═══ Records to process ═══

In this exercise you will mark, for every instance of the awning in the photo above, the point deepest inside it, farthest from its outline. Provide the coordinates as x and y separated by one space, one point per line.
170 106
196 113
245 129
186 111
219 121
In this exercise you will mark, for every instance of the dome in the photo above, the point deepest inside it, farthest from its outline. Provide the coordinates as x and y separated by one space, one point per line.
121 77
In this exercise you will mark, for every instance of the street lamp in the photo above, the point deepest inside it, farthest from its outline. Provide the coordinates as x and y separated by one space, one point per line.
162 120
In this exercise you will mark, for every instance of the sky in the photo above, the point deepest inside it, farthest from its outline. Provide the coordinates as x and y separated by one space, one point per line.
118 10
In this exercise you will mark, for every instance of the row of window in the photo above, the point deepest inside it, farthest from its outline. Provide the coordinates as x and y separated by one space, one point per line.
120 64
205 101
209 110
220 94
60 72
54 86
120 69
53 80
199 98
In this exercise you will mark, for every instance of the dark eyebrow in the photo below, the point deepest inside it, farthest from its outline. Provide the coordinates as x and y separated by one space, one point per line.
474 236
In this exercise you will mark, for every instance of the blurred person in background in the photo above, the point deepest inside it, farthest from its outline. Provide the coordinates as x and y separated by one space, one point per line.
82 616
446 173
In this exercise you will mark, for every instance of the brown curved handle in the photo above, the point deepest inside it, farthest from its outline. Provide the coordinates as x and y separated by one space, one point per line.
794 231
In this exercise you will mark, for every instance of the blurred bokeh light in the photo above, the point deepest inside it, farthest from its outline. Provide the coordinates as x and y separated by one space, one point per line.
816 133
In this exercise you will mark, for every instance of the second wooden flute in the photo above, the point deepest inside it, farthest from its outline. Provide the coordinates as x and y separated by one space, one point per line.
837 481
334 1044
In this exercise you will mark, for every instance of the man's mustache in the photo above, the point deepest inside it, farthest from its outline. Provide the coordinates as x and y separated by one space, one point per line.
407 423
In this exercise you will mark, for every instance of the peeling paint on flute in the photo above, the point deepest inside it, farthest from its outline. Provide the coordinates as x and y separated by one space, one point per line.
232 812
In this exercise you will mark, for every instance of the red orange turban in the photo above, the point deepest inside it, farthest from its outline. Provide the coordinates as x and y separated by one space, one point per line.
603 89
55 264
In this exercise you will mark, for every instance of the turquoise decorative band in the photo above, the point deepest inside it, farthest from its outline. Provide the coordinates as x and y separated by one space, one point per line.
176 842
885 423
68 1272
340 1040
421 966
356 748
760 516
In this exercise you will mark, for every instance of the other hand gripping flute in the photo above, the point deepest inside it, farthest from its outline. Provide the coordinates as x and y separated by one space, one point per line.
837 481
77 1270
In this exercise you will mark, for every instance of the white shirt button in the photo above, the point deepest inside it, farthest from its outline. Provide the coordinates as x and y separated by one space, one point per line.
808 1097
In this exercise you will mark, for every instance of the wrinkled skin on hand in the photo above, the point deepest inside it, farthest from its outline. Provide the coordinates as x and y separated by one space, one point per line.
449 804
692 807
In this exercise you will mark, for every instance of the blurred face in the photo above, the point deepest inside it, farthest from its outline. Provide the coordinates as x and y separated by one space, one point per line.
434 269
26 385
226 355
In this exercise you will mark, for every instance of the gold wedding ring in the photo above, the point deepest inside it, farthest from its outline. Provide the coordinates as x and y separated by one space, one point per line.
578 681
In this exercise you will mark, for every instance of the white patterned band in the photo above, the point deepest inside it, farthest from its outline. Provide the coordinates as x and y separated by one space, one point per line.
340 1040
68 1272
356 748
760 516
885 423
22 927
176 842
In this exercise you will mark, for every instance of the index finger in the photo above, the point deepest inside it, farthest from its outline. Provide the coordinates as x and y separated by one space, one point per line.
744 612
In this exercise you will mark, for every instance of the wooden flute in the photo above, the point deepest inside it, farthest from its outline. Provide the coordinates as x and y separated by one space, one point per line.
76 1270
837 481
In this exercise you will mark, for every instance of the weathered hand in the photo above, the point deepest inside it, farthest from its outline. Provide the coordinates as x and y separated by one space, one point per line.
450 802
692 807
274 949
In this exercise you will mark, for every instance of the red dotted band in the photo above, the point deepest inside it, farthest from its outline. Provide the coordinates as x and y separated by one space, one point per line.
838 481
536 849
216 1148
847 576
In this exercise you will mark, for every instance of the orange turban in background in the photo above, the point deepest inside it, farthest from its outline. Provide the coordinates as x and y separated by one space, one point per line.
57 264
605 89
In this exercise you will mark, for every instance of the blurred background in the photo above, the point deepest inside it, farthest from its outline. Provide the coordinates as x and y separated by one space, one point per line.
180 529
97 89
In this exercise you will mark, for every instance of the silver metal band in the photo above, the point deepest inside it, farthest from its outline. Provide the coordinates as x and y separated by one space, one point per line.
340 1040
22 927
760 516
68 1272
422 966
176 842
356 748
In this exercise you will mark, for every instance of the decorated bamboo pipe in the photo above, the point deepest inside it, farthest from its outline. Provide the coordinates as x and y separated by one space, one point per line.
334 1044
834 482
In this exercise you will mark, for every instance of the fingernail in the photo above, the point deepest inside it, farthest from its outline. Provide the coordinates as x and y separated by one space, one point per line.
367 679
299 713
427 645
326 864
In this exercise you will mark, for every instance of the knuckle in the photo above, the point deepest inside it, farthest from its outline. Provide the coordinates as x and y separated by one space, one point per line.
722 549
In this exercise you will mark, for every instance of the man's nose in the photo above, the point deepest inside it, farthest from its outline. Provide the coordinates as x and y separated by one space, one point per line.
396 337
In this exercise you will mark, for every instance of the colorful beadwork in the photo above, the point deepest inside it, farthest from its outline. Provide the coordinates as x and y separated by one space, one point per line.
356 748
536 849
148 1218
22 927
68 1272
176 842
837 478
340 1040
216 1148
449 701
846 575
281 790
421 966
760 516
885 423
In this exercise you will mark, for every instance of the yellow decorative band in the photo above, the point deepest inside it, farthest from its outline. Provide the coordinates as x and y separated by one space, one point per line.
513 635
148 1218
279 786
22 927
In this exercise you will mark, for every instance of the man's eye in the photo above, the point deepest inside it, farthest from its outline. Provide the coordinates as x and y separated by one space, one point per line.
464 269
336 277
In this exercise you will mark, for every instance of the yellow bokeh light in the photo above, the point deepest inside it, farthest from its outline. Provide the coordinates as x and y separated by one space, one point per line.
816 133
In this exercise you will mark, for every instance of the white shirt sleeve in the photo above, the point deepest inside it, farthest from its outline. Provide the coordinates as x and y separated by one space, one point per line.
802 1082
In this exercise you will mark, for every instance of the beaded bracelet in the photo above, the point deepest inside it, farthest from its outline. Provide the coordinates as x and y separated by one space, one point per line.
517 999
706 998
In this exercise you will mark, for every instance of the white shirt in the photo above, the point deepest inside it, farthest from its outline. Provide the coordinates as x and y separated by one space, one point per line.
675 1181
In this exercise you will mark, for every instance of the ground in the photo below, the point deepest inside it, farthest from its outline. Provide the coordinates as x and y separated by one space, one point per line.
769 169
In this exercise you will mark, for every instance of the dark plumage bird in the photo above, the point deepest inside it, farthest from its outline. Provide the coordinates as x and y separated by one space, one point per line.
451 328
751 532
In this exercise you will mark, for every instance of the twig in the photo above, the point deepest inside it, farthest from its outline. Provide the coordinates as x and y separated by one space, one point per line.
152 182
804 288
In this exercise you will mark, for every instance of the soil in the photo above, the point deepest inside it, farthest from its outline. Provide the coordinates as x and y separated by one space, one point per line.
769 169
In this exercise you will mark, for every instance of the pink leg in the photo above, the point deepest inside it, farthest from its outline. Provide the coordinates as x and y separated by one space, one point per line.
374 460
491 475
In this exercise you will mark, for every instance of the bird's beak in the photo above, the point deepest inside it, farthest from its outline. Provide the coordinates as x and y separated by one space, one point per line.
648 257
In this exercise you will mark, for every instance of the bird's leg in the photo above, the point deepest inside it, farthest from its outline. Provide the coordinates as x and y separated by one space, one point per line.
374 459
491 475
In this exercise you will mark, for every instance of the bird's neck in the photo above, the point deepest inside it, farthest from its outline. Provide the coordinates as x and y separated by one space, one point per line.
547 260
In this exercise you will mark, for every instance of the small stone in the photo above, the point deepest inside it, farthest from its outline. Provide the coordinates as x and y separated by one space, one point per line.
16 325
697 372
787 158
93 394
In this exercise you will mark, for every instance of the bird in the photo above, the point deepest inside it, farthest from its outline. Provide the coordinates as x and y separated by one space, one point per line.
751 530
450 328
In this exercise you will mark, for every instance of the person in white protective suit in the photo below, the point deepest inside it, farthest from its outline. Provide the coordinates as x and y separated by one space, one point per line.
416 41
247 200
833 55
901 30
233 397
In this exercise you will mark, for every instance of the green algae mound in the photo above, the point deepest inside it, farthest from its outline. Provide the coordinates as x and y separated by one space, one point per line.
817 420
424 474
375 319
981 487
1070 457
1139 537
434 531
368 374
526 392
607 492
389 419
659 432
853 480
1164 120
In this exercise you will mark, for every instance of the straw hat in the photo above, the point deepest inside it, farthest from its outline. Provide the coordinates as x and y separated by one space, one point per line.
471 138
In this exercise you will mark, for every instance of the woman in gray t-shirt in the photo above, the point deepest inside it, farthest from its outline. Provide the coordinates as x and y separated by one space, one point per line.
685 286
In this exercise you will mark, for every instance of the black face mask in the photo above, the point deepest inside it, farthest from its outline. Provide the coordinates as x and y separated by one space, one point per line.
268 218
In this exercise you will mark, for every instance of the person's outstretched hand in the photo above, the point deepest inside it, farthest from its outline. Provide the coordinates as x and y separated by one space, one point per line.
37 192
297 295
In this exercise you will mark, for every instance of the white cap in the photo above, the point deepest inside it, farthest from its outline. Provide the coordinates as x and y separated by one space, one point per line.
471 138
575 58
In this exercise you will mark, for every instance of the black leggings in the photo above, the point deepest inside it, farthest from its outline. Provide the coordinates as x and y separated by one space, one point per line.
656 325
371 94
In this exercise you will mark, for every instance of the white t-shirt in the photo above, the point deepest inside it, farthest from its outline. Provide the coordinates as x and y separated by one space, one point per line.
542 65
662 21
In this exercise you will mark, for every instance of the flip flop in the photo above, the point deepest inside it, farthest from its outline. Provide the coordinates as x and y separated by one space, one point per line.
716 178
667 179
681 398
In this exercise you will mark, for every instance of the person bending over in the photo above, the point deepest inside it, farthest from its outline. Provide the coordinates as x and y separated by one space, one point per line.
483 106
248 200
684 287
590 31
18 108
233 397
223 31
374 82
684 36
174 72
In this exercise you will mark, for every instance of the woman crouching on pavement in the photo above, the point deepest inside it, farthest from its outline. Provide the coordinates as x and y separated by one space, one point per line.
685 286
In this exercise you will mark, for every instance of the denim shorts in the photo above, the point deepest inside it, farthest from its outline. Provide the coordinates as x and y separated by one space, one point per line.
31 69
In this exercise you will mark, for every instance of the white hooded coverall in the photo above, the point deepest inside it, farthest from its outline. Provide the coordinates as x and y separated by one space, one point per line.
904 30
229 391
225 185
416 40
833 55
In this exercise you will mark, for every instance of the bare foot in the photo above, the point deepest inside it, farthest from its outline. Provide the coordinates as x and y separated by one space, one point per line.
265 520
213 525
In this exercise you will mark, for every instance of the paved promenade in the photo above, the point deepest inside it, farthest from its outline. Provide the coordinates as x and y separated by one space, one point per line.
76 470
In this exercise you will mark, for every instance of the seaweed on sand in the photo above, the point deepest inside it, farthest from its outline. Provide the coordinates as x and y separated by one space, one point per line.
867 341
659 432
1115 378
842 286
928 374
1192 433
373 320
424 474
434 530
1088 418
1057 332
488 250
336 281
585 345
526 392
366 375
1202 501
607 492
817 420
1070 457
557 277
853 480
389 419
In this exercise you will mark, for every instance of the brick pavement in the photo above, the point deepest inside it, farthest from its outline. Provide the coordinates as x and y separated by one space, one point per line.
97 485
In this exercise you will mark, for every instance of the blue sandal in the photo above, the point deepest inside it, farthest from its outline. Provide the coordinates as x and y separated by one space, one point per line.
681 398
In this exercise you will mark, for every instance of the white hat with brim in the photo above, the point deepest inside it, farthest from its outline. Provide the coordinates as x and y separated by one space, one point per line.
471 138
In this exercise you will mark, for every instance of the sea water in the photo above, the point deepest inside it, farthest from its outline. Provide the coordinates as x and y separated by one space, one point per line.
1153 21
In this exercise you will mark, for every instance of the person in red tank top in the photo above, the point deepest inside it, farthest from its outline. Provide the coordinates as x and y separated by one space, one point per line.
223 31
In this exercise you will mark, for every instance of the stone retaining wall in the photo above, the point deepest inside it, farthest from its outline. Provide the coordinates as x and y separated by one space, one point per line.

═══

Task brief:
The lines wanted are those from the one containing "the white hat" through the last line of the listing above. Repeat them exactly.

Result of this task:
In this exercise you will mark, for every instance of the white hat with brim in the photo above, the point deepest inside it, farthest from its outline. Provide the coordinates as x and y separated by one space, one point per line.
471 138
In this exercise you will mark, for every instance of the sea water in the photo above, the point deepest inside it, farthest from its outline. Provide the coordinates as x and y separated by one space, one point per line.
1153 21
In this exercise you will mark, for every instance of the person in red tank top in the photo above, the point deepest inside it, farthest from its outline. Provide the coordinates as x and y separated by one space, one point per line.
223 31
In this exercise you will mark, for every instance of the stone retaining wall in the photo above, the point deepest inside it, farthest from its outline. Provide the coordinates as x and y separated by one space, one point per line.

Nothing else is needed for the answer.